>>>

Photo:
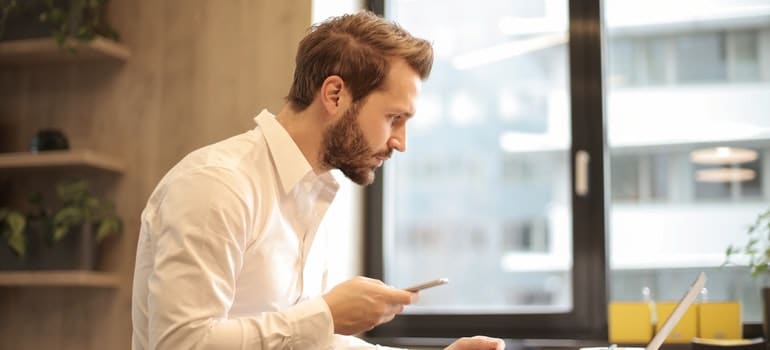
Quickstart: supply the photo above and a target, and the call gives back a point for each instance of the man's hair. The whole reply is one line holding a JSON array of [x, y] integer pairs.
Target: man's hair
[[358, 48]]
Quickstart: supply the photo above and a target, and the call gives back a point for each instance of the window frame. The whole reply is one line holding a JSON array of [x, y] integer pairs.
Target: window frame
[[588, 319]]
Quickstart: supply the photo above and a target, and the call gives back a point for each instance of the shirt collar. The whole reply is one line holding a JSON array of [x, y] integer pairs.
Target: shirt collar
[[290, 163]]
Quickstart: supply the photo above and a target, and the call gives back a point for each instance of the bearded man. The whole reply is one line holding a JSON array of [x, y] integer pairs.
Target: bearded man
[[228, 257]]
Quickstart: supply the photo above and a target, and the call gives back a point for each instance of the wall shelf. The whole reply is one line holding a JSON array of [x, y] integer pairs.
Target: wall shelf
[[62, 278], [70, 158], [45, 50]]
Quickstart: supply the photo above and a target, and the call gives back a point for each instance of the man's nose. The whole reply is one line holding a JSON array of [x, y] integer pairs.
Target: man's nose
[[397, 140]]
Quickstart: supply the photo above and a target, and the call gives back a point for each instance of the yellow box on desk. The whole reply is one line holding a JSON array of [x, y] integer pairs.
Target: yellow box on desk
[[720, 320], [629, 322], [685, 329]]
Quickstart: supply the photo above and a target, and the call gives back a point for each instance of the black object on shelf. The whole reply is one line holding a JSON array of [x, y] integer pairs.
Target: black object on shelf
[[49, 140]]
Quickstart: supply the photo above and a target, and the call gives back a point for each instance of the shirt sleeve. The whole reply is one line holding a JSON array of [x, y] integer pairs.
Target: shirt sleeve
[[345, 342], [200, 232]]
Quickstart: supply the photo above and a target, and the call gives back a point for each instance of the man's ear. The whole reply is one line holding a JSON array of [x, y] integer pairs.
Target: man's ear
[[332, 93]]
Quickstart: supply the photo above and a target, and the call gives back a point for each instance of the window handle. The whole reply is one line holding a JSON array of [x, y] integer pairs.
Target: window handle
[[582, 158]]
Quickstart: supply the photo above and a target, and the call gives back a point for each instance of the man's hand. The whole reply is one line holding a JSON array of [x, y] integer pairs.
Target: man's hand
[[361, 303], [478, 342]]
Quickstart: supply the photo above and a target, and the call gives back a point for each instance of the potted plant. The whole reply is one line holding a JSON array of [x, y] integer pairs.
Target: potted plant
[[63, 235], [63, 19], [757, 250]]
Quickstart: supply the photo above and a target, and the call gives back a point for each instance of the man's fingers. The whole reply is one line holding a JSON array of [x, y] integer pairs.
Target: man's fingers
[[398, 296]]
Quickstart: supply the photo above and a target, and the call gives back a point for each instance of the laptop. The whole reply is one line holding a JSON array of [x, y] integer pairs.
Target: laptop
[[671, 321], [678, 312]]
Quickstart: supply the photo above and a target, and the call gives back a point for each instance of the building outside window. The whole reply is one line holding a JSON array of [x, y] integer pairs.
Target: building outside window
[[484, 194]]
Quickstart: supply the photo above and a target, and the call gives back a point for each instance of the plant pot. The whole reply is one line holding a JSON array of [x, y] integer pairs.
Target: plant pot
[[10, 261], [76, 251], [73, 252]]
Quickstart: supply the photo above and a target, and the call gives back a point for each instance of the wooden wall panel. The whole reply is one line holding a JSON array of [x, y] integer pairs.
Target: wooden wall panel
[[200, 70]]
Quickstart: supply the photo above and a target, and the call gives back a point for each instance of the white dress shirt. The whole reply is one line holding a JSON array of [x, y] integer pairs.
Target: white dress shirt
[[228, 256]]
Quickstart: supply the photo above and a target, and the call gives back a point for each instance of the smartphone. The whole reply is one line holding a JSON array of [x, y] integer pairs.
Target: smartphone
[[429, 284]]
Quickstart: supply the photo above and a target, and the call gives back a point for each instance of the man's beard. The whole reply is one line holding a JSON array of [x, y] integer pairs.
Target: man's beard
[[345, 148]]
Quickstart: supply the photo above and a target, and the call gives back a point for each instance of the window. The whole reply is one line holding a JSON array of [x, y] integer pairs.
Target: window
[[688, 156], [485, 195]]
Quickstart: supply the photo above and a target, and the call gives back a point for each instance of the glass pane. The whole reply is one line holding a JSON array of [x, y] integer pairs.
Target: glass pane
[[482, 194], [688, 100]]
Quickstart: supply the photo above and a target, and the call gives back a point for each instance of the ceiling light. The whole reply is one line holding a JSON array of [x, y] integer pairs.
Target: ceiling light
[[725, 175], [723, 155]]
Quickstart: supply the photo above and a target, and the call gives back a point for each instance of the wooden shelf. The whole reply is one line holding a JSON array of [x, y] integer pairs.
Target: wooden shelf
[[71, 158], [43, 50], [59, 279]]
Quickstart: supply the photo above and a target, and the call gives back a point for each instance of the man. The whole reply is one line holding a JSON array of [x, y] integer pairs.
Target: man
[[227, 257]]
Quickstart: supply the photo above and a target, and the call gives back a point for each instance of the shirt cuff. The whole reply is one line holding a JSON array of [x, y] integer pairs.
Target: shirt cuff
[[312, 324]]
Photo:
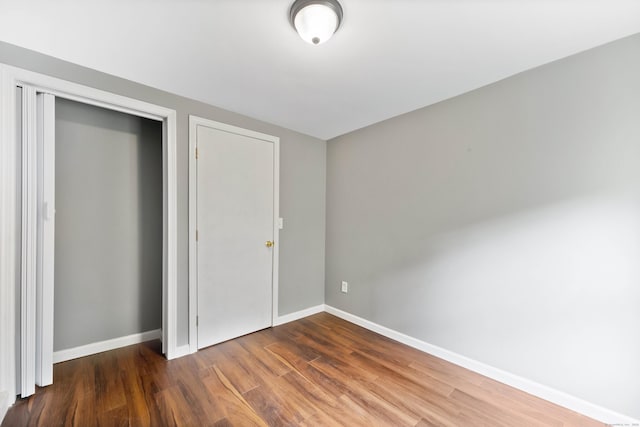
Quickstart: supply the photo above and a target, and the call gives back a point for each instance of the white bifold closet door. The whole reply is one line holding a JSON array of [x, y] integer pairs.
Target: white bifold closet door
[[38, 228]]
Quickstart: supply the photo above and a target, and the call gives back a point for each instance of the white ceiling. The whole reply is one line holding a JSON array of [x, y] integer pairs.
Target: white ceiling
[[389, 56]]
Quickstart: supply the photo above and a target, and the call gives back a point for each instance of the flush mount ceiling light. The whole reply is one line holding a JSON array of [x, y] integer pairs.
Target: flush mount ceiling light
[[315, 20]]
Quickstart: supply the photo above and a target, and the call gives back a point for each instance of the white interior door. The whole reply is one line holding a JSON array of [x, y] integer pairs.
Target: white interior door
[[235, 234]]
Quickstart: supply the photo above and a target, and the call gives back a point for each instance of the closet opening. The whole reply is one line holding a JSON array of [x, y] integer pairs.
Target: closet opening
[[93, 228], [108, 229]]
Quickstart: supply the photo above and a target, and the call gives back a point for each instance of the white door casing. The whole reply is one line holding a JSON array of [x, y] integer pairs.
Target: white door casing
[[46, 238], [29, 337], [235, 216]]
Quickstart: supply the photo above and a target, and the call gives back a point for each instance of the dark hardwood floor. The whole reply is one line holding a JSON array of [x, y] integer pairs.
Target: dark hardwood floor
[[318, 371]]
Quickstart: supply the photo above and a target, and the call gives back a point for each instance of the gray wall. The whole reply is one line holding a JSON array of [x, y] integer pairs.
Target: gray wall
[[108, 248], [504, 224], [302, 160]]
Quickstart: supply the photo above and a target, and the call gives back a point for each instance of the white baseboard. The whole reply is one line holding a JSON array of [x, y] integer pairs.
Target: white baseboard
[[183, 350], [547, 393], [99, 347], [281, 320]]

<<<

▶ _Prompt_:
A faithful copy of all the data above, without its pictures, is the expected result.

▶ _Task output_:
Photo:
Quickstart: supply the photo above and a target, and the call gives back a point for each instance of the man's hair. The whole reply is one line holding a JSON array of [x, y] integer pairs.
Target: man's hair
[[358, 48]]
Quickstart: supply the photo above and a target, and the call gives back a point for each instance of the window frame. The whole reply is one line holding a JSON array of [x, y] integer pairs.
Target: window frame
[[588, 319]]
Quickstart: supply the photo above and a target, and the call gives back a point for each instance of the shirt collar. The whole reply is one line holding a JSON array of [x, y] integer pairs.
Target: shirt collar
[[290, 163]]
Quickstart: supply the photo above and a target, and the call gives back a point for each instance of the bearded man. The whole reply is one line holding a JSON array of [x, y] integer pairs.
Target: bearded man
[[228, 257]]
Quickstart: supply the photo above and a target, and the call gives back a point for each instance of the wall shelf. The whole reply is one line holding a JSON array of [x, y] integer pairs.
Target: wall shelf
[[62, 278], [70, 158], [45, 50]]
Quickstart: supply the photo above and a target, and the call gives back a point for each instance of the man's nose. The whole reply is one line holding a JSON array of [x, y] integer pairs.
Target: man's nose
[[397, 140]]
Quickstart: supply the photo above and a target, and the call gives back a point for each instance of the yellow box on desk. The whole reply is one line holding a JSON array of [x, y] integer pairs.
Target: yellow box on desk
[[720, 320], [629, 322], [685, 329]]
Quickstart: supply the photo above and a target, and the call gives back a point for each instance of the black object on shelf. The whole reply is one line holding a JSON array of [x, y] integer pairs.
Target: black object on shelf
[[49, 140]]
Quickstart: supply the photo above and a target, and the call gives back a point for each instance of the shirt sleeve. The whole reply is one line holding a JSON array of [x, y] integer pairs.
Target: shirt sleeve
[[345, 342], [200, 232]]
Quickstart: supply the photo above and a target, and the call gives back a point for each instance of the man's ear. The whole reply is one line holding a JSON array of [x, y] integer pairs.
Target: man's ear
[[332, 93]]
Quickstart: supply the photo above and a target, and the call gives back a point for each instance of the window handle. The whole reply is one line holding a JSON array of [x, y] integer pairs.
Target: window handle
[[582, 158]]
Quickstart: supply the photo above and a target, and the call gives back a point for each instance of the man's hand. The whole reply is one line holding a JSON array of [x, y] integer pairs.
Target: man's hand
[[361, 303], [478, 342]]
Quickstart: supply the photo above and a target, and the call gives back a point for each instance of the potted plant. The whole reply is one line holding a JSON array of [x, y] integer pairs.
Target: potted plant
[[63, 235], [63, 19], [757, 250]]
Quickstart: supply the photo above and a target, and the call gives back a point for each instance of the man's fingers. The whole reply is one line holding a JSON array of [x, y] integer pairs.
Target: man's fingers
[[398, 296]]
Quickstart: supply the photo above and a target, and the call gives back a point for each instance of the laptop. The whole reply is one line holding a JSON array of [x, y] integer pairs.
Target: laptop
[[671, 321], [678, 312]]
Quickstart: supply the photo above and a target, and the call gives back a point for each instance of the building outside window. The whole reply is one line holding a JSON array of [x, y] integer pairs.
Target: building outside window
[[484, 194]]
Quickstart: supply the photo above and a target, and the call gives back a point for each instance of the plant pot. The whole reply is one line holding a JSON array of [x, y] integer pairs.
Target: plant pot
[[10, 261], [76, 251], [73, 252]]
Quickstart: supply the photo above and a target, and the call gives back a point for each instance of the wooden wall panel. The whole reply is one line holding a JSON array of [x, y] integer pairs.
Target: wooden wall panel
[[200, 70]]
Quickstart: supply the photo above and a target, and the call gives back a point for each instance of the white dress shirt. The whole reply is one line holding a JSON array of [x, y] integer pairs.
Target: white dress shirt
[[228, 256]]
Quickstart: supply the photo above and a target, and the call gives back a point for each instance of the smartphone. The whole reply is one line holding a JSON array of [x, y] integer pairs.
Target: smartphone
[[429, 284]]
Quickstart: supply the photo above and a target, and the call gives back a point for each instance of the man's beard. The whole reply is one line holding a JSON array of [x, y] integer pairs.
Target: man's beard
[[345, 148]]
Quickstart: supply the photo above and a target, and the call gives back a point for each instance of the window. The whole reply is one line holding a JSON array of [x, y] integer pairs.
Target: window
[[688, 156], [485, 195]]
Quickstart: supply the photo above and a target, and the call gives back a point for each instance of the glass pane. The whole reply is one line holding a JSON array of [x, y] integer pairs.
Target: glass pane
[[482, 194], [688, 100]]
Quickstart: supply the photo above and a target, and the call gives back a point for each instance of the ceiling light. The whole reply is one line holding a JSON array of [x, y] integer pairs.
Target: ceiling light
[[725, 175], [723, 155]]
Quickstart: supply the photo above and a target, and the call gives back a point for each instance of the wooden shelf. The whole reply is one line holding a JSON array of [x, y] integer pairs.
Target: wooden shelf
[[71, 158], [43, 50], [59, 279]]
Quickstart: supply the photo above and a target, and the call gives back a point for each instance of the man. The whole reply is one line holding a JSON array of [x, y] integer pairs.
Target: man
[[227, 257]]
Quickstart: supply the photo above and a target, and the call gives back a point for each instance of the shirt cuff. The whole reply is one line holding a JSON array of [x, y] integer pairs.
Target: shirt cuff
[[312, 324]]
Photo:
Quickstart: supply the photo above and a target, and the call gives back a point for each instance of the white bifold closet door. The whole reply is one line holding a JSON array of [x, y] integer pairs.
Target: white bifold closet door
[[38, 228]]
Quickstart: supply the photo above and a target, and the call gives back a point for each instance of the white ceiling. The whole reply is one line holding a JSON array of [x, y] integer pairs.
Target: white ceiling
[[389, 56]]
Quickstart: supply the photo above and a target, and the call gives back a point for each instance of the flush mount ceiling light. The whole reply is one line holding a JSON array of [x, y] integer pairs.
Target: flush mount ceiling light
[[315, 20]]
Quickstart: supply the photo above and a target, and the call gives back a point for each instance of the white interior door. The whole reply is one line holding a JSON array of [x, y] integer pairs.
Target: white interior door
[[235, 234]]
Quickstart: supply the photo above and a target, and the call gives back a point for each instance of the closet opening. The whole reply is one line holding a JSON array of [x, y] integer pairs.
Target: closet opening
[[93, 228], [108, 229]]
Quickstart: supply the photo above and a target, and the call gives back a point for each instance of the white door casing. The whole reply is one line holding a JSON array of [x, y] integer pairs.
Target: white door casing
[[46, 238], [29, 337], [235, 216]]
Quickstart: supply the photo above and a target, and the call gives back a point for each instance of the dark hardwood floor. The whole reply is one line holding a JSON array of [x, y] integer pairs.
Target: dark hardwood floor
[[318, 371]]
Quickstart: supply the photo above and a target, and the call gives back a point for each instance of the gray wall. The whole reply is one line holding a JSON array of [x, y] integer pairs.
Target: gray wall
[[108, 248], [504, 224], [302, 160]]
Quickstart: supply the photo above and a target, and the call gives back a point for each instance of the white baseboard. The whole reply is one line holding a JSON array of [x, y] integer pairs.
Target: white baseboard
[[183, 350], [547, 393], [99, 347], [281, 320]]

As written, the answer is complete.